[TEXTE À ÉTUDIER]
========================================

Nous sortons de l’ère de la compétence individuelle et de la production pour entrer dans l’ère du projet collectif et de l’apprentissage.
L’obsolescence des compétences implique que les individus vont être amenés non seulement à produire, mais également de plus en plus à apprendre et, notamment, à « apprendre à apprendre ». Notre regard sur le travail doit alors évoluer : le temps d’apprentissage doit être considéré comme productif et bénéficier d’une plus grande reconnaissance. Pour ce faire, nos schémas mentaux doivent changer. Aujourd’hui, le statut de l’apprentissage se limite par exemple à une seule tranche âge – les jeunes. Car dans notre inconscient collectif, l’apprentissage se rattache à l’incompétence, qui elle-même signifie à nos yeux l’inexpérience. Les apprentis sont ainsi moins bien rémunérés car leur formation coûte au collectif que constitue l’entreprise.

========================================

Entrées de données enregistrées

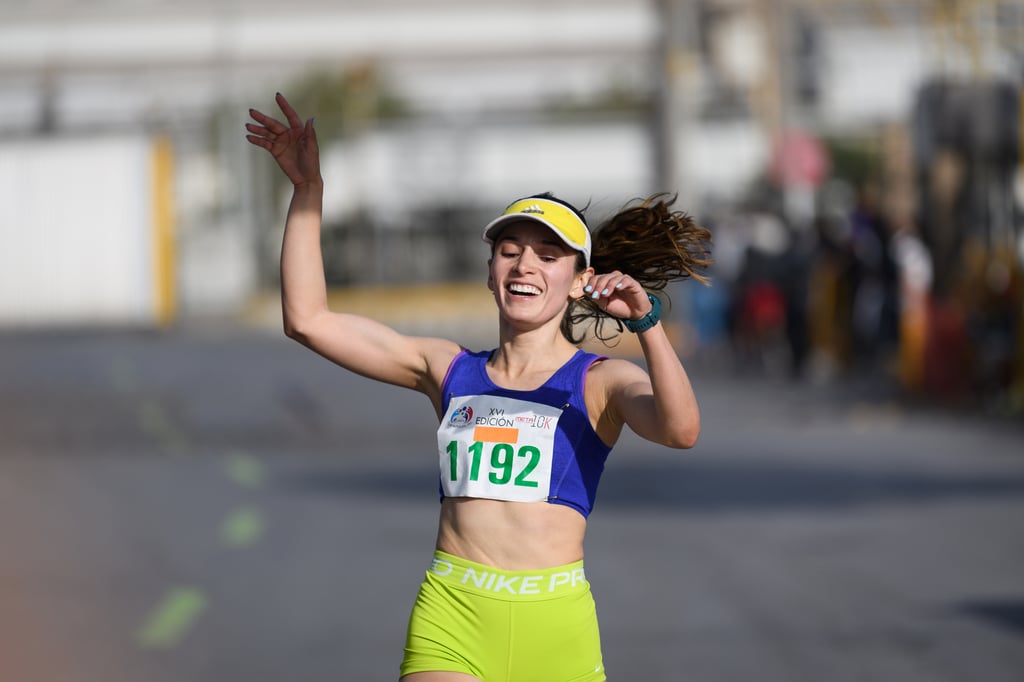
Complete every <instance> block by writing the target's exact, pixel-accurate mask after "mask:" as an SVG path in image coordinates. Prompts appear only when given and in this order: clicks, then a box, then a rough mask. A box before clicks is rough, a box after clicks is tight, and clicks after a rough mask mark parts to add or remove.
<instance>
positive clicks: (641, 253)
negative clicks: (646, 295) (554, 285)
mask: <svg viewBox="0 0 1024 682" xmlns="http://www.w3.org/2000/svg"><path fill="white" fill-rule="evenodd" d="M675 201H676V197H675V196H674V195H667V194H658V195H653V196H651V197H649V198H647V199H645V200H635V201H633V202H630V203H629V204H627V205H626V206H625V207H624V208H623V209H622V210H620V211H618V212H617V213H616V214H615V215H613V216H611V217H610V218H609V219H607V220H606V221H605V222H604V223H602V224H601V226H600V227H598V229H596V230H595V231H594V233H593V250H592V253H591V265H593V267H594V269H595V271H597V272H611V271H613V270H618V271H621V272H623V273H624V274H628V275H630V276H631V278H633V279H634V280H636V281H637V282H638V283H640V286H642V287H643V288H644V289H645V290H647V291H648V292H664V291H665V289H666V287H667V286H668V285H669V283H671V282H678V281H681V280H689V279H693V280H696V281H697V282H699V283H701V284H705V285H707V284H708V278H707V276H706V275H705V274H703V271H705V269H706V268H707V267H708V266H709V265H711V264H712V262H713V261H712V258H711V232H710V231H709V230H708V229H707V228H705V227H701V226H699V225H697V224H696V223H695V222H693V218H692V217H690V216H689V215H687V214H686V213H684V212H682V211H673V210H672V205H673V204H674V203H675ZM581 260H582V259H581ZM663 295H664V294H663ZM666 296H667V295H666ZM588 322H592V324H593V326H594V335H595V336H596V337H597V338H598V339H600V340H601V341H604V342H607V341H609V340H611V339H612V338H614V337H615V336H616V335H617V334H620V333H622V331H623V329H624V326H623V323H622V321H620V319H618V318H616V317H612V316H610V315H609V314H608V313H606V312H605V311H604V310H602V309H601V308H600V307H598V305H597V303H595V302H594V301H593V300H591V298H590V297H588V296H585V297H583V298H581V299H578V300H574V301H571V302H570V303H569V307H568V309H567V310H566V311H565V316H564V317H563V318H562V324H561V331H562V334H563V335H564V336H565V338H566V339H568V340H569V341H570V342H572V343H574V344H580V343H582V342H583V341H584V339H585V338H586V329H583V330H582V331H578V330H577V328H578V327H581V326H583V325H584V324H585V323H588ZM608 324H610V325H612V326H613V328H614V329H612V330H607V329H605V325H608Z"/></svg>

========================================

[CONSIGNE A] Recopiez le passage du texte sur l'apprentissage au travail qui commence par les mots « Nous sortons de » et se termine par « que constitue l’entreprise. ».
[CONSIGNE B] Écrivez la suite du texte sur l'apprentissage au travail, à partir de sa dernière phrase.

[ZONE DE RÉPONSE A]
Nous sortons de l’ère de la compétence individuelle et de la production pour entrer dans l’ère du projet collectif et de l’apprentissage.
L’obsolescence des compétences implique que les individus vont être amenés non seulement à produire, mais également de plus en plus à apprendre et, notamment, à « apprendre à apprendre ». Notre regard sur le travail doit alors évoluer : le temps d’apprentissage doit être considéré comme productif et bénéficier d’une plus grande reconnaissance. Pour ce faire, nos schémas mentaux doivent changer. Aujourd’hui, le statut de l’apprentissage se limite par exemple à une seule tranche âge – les jeunes. Car dans notre inconscient collectif, l’apprentissage se rattache à l’incompétence, qui elle-même signifie à nos yeux l’inexpérience. Les apprentis sont ainsi moins bien rémunérés car leur formation coûte au collectif que constitue l’entreprise.

[ZONE DE RÉPONSE B]
Expérience et compétence
S’abstenir de revoir ces schémas mentaux reviendrait à nier la croissance de l’obsolescence des compétences. Face à l’arrivée de l’intelligence artificielle, la durée de vie d’une compétence a considérablement chuté : la « demi-vie » d’une compétence professionnelle (période au bout de laquelle 50% de son impact ou de sa pertinence disparait) est actuellement de moins de cinq ans, alors qu’elle se situait aux alentours de trente ans dans les années 1980. Ce phénomène devient une vraie préoccupation des DRH d’après une étude Cegos : selon les DRH français, 47% des emplois de leur organisation présentent un risque d’obsolescence des compétences dans les trois ans à venir (c’est 8 points de pourcentage de plus qu’en 2019). Nous allons donc, à l’avenir, rencontrer de plus en plus de personnes seniors aussi expérimentées… qu’incompétentes ! Devrons-nous les considérer comme des apprentis juniors avec une rémunération réduite ? Bien sûr que non. Et compte tenu de la vitesse à laquelle les compétences deviennent obsolètes, nous serions alors nombreux à être ainsi déconsidérés.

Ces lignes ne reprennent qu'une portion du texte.